##### Extracted entries

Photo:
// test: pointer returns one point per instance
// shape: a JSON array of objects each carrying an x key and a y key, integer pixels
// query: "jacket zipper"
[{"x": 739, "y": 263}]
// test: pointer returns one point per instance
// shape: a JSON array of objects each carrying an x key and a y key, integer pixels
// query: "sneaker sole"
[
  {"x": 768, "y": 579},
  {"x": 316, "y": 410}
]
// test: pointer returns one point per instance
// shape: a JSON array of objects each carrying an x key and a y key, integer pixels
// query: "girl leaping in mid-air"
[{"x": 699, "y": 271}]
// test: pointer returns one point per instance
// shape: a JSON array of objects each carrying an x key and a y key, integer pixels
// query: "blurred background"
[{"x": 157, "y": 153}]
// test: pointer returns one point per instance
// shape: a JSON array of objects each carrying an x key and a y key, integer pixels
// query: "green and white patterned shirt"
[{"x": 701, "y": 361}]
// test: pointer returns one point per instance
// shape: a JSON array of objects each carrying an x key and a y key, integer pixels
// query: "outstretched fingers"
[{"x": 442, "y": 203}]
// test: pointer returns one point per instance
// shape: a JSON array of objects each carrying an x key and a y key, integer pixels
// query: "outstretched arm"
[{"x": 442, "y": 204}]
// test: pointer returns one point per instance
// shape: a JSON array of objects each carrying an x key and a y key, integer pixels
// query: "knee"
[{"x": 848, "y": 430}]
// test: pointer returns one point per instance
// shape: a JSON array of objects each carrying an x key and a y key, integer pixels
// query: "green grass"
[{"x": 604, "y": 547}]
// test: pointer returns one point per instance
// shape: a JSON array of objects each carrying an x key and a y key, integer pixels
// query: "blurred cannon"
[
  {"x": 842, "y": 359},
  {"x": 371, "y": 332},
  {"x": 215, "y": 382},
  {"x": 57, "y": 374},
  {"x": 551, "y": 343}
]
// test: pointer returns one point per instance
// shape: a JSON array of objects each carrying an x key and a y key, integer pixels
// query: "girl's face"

##########

» **Instruction**: Restate the whole of the material exactly.

» **Task output**:
Photo:
// test: pointer returns one point per instance
// shape: a JSON array of objects each carrying an x key and a y key, integer pixels
// query: "jacket zipper"
[{"x": 739, "y": 263}]
// test: pointer returns one point per instance
// shape: a JSON array of objects each carrying an x key and a y key, integer pixels
// query: "sneaker sole"
[
  {"x": 768, "y": 579},
  {"x": 316, "y": 410}
]
// test: pointer returns one point per instance
// shape: a JSON array of objects each carrying an x key and a y key, integer pixels
// query: "girl leaping in mid-air"
[{"x": 699, "y": 271}]
// test: pointer returns one point per instance
// shape: a JSON array of objects each carrying an x key and a y key, integer pixels
// query: "blurred background"
[{"x": 157, "y": 153}]
// test: pointer returns one point per instance
// shape: a JSON array of objects each carrying an x key and a y key, integer pixels
// query: "green and white patterned shirt"
[{"x": 701, "y": 361}]
// test: pointer returns one point per instance
// shape: a JSON array of objects each carrying an x key and a y key, integer pixels
// query: "outstretched fingers"
[{"x": 442, "y": 203}]
// test: pointer returns one point per instance
// shape: a JSON array of objects each carrying an x key and a y key, integer pixels
// query: "outstretched arm"
[{"x": 442, "y": 204}]
// test: pointer returns one point per instance
// shape: a JSON array of objects each carrying an x key and a y key, integer pixels
// query: "knee"
[{"x": 848, "y": 430}]
// test: pointer returns one point per instance
// shape: a JSON array of objects each carrying an x key and a y key, integer pixels
// query: "green grass"
[{"x": 604, "y": 547}]
// test: pointer returns one point per instance
// shape: a JSON array of objects each carrying an x key and a y key, integer pixels
// query: "blurred cannon"
[
  {"x": 842, "y": 359},
  {"x": 371, "y": 332},
  {"x": 215, "y": 382},
  {"x": 57, "y": 374},
  {"x": 551, "y": 343}
]
// test: pointer returns one point per instance
// shape: a JSON array of objects each carrying an x key and a y key, integer pixels
// query: "girl's face"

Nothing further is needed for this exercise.